__Task prompt__:
All the data below should be printed again without a single difference.

Point-per-instance localization data:
▶
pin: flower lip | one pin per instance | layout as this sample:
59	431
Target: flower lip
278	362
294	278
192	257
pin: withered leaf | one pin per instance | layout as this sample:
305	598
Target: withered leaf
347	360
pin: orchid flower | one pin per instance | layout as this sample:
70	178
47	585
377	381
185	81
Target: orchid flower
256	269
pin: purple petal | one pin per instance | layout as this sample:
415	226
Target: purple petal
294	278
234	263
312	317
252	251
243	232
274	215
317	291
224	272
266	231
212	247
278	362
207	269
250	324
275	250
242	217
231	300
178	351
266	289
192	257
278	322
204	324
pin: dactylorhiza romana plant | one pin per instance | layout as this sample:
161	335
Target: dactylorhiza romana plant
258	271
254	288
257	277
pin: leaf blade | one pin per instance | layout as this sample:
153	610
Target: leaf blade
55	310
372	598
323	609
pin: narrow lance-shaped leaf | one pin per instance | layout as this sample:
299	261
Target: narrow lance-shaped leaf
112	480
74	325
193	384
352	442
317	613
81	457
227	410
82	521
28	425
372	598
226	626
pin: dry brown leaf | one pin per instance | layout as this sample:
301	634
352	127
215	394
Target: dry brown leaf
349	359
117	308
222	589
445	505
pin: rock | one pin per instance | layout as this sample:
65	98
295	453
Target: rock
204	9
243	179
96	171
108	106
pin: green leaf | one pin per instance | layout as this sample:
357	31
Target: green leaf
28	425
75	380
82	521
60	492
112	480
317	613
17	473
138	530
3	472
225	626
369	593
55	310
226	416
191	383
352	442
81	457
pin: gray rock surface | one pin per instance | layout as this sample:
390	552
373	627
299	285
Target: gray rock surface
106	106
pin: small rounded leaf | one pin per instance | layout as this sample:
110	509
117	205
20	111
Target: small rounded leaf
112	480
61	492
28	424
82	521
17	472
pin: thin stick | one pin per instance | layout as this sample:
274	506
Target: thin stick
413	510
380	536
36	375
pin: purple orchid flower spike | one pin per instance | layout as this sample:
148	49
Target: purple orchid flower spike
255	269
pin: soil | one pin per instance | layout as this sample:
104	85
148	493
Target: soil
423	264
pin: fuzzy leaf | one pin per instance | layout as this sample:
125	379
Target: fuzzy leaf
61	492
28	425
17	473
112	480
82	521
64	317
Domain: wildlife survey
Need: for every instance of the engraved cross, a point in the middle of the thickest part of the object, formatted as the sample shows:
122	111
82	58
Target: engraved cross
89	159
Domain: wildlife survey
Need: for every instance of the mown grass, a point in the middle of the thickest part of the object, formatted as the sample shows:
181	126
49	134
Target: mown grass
◀
__Reply__:
pin: flower lip | one pin per instance | layout as this sample:
59	431
Target: flower lip
278	362
294	278
192	257
pin: withered leaf | one pin per instance | layout as this sample:
305	598
Target: withered leaf
347	360
pin: orchid flower | one pin per instance | layout as this sample:
70	178
47	585
377	381
185	81
Target: orchid flower
256	269
pin: purple petal | one pin per instance | layout as this sample:
415	226
Target: purple petal
294	278
234	263
312	317
252	251
243	232
274	215
317	291
224	272
266	231
212	247
278	362
207	269
250	324
275	250
242	217
231	300
178	351
266	289
192	257
278	322
204	324
pin: dactylorhiza romana plant | one pin per instance | layout as this sample:
161	335
Target: dactylorhiza romana plant
258	271
254	288
257	277
pin: leaf blade | one pin per instance | layout as this sample:
153	610
Target: leaf blade
55	310
372	598
323	609
pin: narrow lance-shaped leaf | one pin per instance | layout as this sample:
299	261
Target: narrow lance-shaped leaf
112	480
74	325
193	384
352	442
317	613
81	457
227	410
82	521
28	425
372	598
226	626
pin: dry brown leaf | one pin per instance | layout as this sample:
301	634
352	127
215	394
Target: dry brown leaf
349	359
117	308
222	589
445	505
pin: rock | one pin per instance | layout as this sample:
65	98
295	453
Target: rock
204	9
243	179
96	171
108	106
pin: green leaf | one pin per instance | layout as this sample:
357	31
Target: green leaf
28	425
75	380
82	521
60	492
112	480
317	613
17	473
138	530
3	472
225	626
369	593
55	310
226	416
191	383
352	442
81	457
pin: gray rock surface | one pin per instance | layout as this sample:
390	552
373	627
299	285
Target: gray rock surface
106	106
pin: small rounded leaf | one pin per instance | layout as this sample:
110	509
117	205
20	111
Target: small rounded leaf
112	480
61	492
28	424
82	521
17	472
pin: thin stick | one pin per instance | layout as this sample:
274	506
Target: thin stick
413	510
380	536
36	375
pin: purple orchid flower spike | one pin per instance | layout as this sample:
148	49
Target: purple orchid flower spike
255	269
pin: soil | one pin per instance | layout as this sample:
104	85
148	493
Target: soil
423	264
pin: fuzzy leaf | one pin per instance | layout as this sample:
125	379
Target: fuzzy leaf
61	492
28	425
17	473
112	480
82	521
64	317
Domain: wildlife survey
Need: for every instance of the engraved cross, a point in the middle of the thickest part of the object, formatted as the sample shows:
122	111
82	58
Target: engraved cross
89	159
Domain: wildlife survey
Need: for every instance of the mown grass, a point in the middle of the thickest part of the object, formatted as the sample shows:
181	126
49	134
Target: mown grass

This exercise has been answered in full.